● WHAT YOU WILL DO
Reproduce the lines from the line with "limit 40 sign." to the line with "Phrase: speed limit 40 sign", swapping "innermost" for "central" and changing nothing else.

--- --- ---

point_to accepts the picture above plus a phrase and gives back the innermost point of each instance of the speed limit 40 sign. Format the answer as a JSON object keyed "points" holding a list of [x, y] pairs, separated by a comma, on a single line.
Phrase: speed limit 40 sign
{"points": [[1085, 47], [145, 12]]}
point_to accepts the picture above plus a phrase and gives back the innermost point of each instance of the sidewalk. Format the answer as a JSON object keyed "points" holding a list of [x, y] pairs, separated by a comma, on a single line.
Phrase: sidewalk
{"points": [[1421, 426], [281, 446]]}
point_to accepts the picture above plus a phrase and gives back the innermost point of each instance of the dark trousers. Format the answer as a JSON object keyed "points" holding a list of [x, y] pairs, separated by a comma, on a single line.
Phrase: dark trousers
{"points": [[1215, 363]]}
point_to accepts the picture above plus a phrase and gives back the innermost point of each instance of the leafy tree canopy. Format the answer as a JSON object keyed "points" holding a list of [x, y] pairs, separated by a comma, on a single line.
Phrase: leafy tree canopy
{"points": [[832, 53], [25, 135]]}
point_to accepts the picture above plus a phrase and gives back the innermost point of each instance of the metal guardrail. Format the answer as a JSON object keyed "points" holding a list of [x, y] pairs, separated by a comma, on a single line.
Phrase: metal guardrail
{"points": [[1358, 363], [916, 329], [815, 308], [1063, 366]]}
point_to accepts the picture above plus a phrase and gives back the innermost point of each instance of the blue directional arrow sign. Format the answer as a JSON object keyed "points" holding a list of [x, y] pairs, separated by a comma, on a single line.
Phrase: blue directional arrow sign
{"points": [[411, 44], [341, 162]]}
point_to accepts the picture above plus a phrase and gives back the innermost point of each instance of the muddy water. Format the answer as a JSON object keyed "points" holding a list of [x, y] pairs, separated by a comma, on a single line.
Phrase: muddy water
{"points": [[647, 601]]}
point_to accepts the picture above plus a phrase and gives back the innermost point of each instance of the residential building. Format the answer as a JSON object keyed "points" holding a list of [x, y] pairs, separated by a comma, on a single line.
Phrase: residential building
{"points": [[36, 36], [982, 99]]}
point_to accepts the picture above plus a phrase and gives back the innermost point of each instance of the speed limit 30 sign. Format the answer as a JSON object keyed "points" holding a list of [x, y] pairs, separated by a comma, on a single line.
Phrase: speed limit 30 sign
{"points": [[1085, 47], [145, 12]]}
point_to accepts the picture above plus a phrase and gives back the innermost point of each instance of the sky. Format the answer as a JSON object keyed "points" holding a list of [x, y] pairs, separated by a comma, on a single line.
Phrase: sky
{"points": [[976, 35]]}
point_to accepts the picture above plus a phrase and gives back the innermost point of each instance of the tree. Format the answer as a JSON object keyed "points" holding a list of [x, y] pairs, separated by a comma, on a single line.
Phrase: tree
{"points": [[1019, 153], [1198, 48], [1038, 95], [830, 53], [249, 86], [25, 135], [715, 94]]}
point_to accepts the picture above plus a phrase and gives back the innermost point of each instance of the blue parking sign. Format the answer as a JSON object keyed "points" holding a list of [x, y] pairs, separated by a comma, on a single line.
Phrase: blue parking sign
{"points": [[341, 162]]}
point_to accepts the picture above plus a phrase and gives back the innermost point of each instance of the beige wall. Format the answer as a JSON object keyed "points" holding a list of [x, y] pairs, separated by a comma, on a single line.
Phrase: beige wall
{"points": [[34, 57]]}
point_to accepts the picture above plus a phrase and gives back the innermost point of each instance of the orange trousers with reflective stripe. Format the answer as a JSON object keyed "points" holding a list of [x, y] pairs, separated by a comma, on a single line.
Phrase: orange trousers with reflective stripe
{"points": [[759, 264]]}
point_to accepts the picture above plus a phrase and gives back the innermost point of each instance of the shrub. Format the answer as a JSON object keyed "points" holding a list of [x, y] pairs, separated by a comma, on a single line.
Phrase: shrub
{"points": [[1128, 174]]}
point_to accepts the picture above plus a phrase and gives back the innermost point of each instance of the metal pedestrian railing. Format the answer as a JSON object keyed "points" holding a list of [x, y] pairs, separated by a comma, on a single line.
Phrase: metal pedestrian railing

--- --- ---

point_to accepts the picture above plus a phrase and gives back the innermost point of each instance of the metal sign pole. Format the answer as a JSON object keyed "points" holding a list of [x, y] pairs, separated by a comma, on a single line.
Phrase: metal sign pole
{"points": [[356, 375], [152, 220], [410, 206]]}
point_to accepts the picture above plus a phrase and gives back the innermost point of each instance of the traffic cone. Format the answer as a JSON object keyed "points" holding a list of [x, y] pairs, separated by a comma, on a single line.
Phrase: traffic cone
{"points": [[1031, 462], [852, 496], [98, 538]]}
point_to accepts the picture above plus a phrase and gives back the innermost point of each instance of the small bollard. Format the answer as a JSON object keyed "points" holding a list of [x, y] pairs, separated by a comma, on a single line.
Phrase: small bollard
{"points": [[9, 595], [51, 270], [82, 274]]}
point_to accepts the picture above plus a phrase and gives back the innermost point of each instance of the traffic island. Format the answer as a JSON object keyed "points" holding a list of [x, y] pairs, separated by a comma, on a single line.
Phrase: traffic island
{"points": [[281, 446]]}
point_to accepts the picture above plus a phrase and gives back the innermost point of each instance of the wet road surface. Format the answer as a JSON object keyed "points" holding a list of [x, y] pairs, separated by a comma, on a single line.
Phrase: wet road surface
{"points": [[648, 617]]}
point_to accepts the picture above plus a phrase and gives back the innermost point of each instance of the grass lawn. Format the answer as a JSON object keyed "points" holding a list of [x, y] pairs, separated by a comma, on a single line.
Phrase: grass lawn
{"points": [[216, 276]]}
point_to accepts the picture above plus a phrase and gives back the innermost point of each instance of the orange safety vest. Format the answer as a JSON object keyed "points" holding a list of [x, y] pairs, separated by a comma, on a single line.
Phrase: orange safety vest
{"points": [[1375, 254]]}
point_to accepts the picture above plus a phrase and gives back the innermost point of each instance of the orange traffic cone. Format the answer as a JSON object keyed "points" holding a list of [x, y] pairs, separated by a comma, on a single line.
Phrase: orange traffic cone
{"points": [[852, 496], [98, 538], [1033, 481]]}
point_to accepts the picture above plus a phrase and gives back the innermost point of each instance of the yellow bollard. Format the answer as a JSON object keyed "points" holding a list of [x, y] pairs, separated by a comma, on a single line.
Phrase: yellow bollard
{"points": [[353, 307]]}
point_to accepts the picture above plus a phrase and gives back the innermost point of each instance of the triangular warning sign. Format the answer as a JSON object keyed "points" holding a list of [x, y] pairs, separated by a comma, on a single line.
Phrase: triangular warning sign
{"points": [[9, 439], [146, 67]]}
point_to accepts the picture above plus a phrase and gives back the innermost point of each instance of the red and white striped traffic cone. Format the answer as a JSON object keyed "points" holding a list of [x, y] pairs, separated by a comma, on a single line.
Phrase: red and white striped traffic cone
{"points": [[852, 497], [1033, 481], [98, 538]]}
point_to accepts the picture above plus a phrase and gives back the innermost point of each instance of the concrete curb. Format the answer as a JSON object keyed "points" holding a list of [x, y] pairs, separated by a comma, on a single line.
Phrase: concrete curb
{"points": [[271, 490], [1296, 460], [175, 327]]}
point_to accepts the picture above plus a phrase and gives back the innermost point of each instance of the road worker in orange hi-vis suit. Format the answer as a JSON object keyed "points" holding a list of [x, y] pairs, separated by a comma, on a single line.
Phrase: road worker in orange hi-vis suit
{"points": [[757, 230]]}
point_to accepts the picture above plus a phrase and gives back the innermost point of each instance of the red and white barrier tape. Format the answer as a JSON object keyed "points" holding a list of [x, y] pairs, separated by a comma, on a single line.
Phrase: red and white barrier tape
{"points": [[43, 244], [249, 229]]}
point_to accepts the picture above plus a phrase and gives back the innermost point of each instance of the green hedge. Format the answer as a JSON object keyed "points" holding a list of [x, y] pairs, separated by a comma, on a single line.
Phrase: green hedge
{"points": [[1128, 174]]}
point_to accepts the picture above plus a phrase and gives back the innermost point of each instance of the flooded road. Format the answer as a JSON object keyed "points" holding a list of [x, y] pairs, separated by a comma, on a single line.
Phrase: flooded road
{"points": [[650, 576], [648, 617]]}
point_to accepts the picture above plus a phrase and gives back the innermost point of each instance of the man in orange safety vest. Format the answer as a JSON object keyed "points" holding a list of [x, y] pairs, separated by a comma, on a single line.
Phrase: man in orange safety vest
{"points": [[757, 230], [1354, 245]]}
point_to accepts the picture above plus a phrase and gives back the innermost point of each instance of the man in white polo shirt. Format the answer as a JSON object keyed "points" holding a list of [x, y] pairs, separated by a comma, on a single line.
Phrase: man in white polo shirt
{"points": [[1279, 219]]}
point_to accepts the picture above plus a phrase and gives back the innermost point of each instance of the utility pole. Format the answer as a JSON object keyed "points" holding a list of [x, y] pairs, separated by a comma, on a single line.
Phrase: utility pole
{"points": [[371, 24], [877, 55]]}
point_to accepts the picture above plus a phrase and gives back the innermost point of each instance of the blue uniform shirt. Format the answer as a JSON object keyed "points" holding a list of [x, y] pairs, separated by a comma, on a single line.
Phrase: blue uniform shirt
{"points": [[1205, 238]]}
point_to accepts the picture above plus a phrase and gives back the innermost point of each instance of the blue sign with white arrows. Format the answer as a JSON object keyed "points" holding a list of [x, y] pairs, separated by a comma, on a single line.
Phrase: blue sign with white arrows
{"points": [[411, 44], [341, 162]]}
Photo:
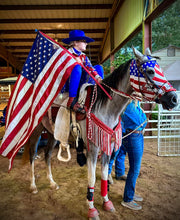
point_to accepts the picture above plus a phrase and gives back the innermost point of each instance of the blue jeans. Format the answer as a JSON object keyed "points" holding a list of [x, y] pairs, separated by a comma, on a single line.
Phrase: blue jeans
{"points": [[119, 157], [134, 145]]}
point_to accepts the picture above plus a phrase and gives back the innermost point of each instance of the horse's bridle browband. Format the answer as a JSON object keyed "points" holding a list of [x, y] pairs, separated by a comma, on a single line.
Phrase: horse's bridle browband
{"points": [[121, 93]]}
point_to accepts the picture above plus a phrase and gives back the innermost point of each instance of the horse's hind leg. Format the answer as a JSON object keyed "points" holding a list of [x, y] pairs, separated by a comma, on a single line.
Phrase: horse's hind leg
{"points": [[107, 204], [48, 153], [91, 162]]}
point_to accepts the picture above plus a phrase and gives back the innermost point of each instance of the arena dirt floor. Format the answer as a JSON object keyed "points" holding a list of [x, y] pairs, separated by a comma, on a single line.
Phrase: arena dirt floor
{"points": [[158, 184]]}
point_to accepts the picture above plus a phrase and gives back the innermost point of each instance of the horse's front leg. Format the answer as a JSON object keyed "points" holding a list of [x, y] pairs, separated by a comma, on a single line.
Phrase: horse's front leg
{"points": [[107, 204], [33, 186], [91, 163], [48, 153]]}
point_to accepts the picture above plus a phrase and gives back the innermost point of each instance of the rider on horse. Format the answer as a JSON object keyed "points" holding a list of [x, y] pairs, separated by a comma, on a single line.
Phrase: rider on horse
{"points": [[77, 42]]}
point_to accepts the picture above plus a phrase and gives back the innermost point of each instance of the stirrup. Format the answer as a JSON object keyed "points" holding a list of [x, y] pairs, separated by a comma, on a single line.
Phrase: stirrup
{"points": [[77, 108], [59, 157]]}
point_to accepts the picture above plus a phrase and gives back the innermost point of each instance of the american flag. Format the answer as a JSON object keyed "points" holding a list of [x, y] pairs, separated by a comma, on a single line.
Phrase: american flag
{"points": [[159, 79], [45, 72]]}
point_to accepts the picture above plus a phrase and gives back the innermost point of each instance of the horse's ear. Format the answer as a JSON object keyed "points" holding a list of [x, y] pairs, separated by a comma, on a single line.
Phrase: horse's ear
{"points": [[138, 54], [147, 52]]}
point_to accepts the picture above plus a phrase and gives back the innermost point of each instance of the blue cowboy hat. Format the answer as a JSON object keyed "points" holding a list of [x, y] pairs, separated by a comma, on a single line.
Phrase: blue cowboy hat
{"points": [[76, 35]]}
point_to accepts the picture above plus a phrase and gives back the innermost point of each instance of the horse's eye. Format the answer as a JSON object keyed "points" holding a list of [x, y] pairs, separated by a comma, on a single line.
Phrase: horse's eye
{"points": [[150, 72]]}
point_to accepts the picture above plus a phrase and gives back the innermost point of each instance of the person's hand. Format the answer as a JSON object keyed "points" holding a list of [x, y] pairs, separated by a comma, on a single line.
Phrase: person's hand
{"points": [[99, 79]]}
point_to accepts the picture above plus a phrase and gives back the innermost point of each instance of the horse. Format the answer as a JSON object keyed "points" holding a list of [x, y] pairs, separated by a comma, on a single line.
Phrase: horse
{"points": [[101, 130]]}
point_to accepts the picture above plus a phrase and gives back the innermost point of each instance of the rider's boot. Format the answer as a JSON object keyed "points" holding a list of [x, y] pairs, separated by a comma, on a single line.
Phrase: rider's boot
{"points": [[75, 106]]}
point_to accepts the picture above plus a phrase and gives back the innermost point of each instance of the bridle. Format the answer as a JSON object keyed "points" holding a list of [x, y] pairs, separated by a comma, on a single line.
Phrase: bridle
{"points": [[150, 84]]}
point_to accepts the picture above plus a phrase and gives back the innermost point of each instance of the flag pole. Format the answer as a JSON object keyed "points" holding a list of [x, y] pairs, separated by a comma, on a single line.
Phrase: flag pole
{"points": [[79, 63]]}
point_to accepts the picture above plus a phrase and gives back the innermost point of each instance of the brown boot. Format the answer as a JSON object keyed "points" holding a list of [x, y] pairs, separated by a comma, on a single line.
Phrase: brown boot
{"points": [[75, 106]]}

--- --- ---

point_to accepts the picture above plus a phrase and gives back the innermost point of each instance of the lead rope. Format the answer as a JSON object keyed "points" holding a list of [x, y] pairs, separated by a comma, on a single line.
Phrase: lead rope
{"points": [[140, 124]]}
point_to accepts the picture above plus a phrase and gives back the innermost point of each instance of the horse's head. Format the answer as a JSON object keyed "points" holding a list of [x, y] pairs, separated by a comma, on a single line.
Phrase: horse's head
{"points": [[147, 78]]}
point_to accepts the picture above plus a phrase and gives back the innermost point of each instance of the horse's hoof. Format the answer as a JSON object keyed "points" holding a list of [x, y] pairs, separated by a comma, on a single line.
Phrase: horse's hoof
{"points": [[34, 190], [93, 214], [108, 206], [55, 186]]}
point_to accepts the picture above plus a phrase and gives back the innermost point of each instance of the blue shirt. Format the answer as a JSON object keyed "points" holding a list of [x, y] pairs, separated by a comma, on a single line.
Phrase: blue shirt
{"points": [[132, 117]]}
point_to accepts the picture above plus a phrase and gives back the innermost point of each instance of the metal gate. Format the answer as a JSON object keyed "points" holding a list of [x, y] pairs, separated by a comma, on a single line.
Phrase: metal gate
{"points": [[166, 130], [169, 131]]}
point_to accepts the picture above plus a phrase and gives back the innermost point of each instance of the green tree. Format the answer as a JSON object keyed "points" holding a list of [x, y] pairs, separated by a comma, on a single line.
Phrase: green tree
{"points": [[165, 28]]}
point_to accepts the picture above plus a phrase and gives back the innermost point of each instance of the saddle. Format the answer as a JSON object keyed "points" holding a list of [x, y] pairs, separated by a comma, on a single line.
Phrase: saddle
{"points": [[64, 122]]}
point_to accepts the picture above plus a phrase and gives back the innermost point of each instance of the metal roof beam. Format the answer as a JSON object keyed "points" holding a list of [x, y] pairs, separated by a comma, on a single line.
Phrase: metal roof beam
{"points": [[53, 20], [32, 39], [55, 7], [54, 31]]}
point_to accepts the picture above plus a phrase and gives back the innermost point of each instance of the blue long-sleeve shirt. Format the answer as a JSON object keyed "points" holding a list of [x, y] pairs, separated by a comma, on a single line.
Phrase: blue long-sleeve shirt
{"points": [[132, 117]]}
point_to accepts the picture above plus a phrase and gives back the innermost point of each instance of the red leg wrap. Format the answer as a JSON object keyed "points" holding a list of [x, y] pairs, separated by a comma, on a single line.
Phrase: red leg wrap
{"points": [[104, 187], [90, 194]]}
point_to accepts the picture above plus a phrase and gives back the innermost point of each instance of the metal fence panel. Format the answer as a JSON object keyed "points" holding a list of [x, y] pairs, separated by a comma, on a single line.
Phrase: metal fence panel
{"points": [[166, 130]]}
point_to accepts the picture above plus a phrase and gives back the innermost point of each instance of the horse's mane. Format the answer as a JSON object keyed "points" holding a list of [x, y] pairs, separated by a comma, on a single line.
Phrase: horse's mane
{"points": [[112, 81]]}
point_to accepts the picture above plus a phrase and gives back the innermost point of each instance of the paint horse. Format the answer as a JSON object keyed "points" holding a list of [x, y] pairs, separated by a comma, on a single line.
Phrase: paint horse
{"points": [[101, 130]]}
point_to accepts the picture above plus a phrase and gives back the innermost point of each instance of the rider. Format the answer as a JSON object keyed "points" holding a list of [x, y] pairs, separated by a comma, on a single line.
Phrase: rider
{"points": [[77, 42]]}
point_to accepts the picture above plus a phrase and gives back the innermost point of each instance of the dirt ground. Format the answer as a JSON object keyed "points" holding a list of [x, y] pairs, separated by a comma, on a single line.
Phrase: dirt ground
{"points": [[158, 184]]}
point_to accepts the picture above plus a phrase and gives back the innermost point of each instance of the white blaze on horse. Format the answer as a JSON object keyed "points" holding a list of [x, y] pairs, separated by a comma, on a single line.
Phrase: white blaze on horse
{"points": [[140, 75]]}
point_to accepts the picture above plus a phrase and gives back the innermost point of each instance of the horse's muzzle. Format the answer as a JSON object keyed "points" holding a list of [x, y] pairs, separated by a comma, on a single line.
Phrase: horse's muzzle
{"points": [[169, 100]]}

--- --- ---

● REPLY TO THE TASK
point_to accepts the picture above plus a phrase and gives back the central point of each instance of the speed limit 40 sign. Format the answer as a JSON object keyed "points" holding a list of [x, y] pairs, separated by a comma, on a single line.
Phrase: speed limit 40 sign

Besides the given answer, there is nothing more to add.